## What the exercise asks
For this task, every record below must be reproduced exactly.

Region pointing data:
--- START ---
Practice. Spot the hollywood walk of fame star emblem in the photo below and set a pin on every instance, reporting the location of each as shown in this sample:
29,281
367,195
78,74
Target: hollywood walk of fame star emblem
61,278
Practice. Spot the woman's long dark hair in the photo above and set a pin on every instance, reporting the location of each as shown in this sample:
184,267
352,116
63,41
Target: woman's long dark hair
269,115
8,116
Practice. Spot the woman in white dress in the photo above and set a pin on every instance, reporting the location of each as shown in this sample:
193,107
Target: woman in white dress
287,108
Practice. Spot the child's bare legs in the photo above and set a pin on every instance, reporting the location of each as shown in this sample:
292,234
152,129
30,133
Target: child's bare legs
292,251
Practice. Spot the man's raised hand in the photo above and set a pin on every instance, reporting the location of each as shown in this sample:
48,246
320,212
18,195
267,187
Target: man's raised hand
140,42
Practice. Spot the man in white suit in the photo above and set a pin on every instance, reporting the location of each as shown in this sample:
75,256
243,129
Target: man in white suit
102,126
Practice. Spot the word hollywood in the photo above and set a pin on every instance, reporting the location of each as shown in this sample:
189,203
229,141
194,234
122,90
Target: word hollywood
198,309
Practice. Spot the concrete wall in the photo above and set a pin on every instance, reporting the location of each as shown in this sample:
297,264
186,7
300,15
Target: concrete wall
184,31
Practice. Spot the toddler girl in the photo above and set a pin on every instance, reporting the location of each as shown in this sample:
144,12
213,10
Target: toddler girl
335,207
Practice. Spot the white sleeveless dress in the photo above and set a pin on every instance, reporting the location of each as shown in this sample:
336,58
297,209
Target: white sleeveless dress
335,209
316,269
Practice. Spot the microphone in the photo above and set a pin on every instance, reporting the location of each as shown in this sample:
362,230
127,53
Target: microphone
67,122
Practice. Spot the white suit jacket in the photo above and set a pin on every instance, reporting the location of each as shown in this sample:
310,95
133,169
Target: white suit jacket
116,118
--- END ---
## Answer
Practice. Spot the hollywood walk of fame star emblem in the photo below and set a pin on every instance, reporting the location of each as shown in this sample:
29,281
367,195
78,74
Target: hollywood walk of fame star emblem
61,278
Practice. Spot the woman's long dark hair in the photo above and set a pin on every instance, reporting the location of each as shown in this sample:
184,267
352,116
63,41
Target: woman's long dark hair
269,115
8,116
Practice. Spot the woman in white dress in the photo above and set a pin on every instance, reporting the location of each as shown in this sample:
193,107
Target: woman in white dress
287,108
Practice. Spot the child's bare legs in the photo above and set a pin on every instance, reporting the location of each as shown in this sample:
292,234
152,129
30,133
Target: child's bare legs
292,251
Practice. Spot the man's raised hand in the photo above and set a pin on every instance, reporting the location of each as shown in this sample:
48,246
320,212
18,195
267,187
Target: man's raised hand
140,42
Practice. Spot the man in white suit in the photo above and set a pin on every instance, reporting the location of each as shown in this sample:
75,256
243,129
Target: man in white suit
102,126
Practice. Spot the word hollywood in the photo above and set a pin on every instance, reporting the location of each as shown in this sample:
189,203
229,141
194,234
122,90
Target: word hollywood
198,309
Practice. Spot the concrete wall in the photo above and set a pin on every instance, reporting the location of each as shown in this sample:
297,264
186,7
300,15
Target: concrete wall
184,31
Practice. Spot the toddler girl in the photo above and set a pin on every instance, reporting the location of each as shown in this sample:
144,12
213,10
Target: toddler girl
335,207
Practice. Spot the white sleeveless dress in the photo above and set a pin on every instance, reporting the location of each as shown in this sample:
336,58
297,209
Target: white sleeveless dress
335,209
316,269
Practice. Spot the microphone in the photo above and set a pin on every instance, reporting the location of each as shown in this sample:
362,230
127,53
Target: microphone
67,122
Practice. Spot the white suit jacket in the photo above and set a pin on every instance, reporting the location of each as shown in this sample:
310,95
133,169
Target: white suit jacket
116,118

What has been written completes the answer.